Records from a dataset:
• • • • •

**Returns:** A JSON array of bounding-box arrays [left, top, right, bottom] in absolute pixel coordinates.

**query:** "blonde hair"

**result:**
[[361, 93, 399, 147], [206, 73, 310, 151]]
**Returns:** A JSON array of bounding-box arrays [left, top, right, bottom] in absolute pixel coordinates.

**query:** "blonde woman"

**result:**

• • • • •

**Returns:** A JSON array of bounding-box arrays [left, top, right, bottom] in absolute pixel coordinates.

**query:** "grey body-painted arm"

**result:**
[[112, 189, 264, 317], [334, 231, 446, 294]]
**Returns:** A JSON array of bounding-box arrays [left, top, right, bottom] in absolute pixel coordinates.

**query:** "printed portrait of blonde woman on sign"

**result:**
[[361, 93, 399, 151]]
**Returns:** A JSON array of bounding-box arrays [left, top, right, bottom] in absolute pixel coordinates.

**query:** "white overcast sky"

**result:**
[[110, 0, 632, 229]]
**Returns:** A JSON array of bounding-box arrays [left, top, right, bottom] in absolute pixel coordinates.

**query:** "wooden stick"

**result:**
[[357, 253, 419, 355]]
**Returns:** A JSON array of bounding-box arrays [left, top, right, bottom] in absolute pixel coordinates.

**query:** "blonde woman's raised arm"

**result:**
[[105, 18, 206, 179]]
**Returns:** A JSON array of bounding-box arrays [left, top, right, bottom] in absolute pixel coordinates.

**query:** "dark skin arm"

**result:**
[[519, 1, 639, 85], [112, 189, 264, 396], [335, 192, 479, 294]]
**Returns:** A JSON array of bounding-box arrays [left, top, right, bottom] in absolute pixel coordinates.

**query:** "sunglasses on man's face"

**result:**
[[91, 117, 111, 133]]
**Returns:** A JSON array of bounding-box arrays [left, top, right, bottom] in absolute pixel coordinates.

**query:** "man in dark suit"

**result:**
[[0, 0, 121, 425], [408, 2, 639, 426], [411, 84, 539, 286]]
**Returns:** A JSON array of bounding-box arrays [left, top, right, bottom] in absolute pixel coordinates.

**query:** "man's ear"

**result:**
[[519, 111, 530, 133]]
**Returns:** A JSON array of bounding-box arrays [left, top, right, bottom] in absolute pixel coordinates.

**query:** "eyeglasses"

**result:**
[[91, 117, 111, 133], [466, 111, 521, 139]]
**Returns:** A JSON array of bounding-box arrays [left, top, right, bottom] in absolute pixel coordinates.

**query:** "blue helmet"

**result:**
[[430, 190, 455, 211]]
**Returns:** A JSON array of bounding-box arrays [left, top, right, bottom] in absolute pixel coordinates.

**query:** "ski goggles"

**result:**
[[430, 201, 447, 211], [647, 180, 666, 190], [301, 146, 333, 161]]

• • • • •

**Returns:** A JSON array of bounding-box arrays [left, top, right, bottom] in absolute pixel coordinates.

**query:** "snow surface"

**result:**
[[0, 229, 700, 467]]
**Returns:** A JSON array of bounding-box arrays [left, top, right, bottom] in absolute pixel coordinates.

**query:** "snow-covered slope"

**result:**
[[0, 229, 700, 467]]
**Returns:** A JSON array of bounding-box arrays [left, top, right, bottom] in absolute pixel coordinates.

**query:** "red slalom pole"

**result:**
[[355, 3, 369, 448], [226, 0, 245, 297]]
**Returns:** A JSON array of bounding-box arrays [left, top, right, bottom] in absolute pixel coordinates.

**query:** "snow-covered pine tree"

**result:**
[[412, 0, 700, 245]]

• • • • •

-- TO DO --
Please pick out every line above that contains the word "snow" and copy each of those lines.

-- PROBLEM SOLUTION --
**query:** "snow surface"
**query:** "snow-covered slope"
**query:** "snow-covered pine tree"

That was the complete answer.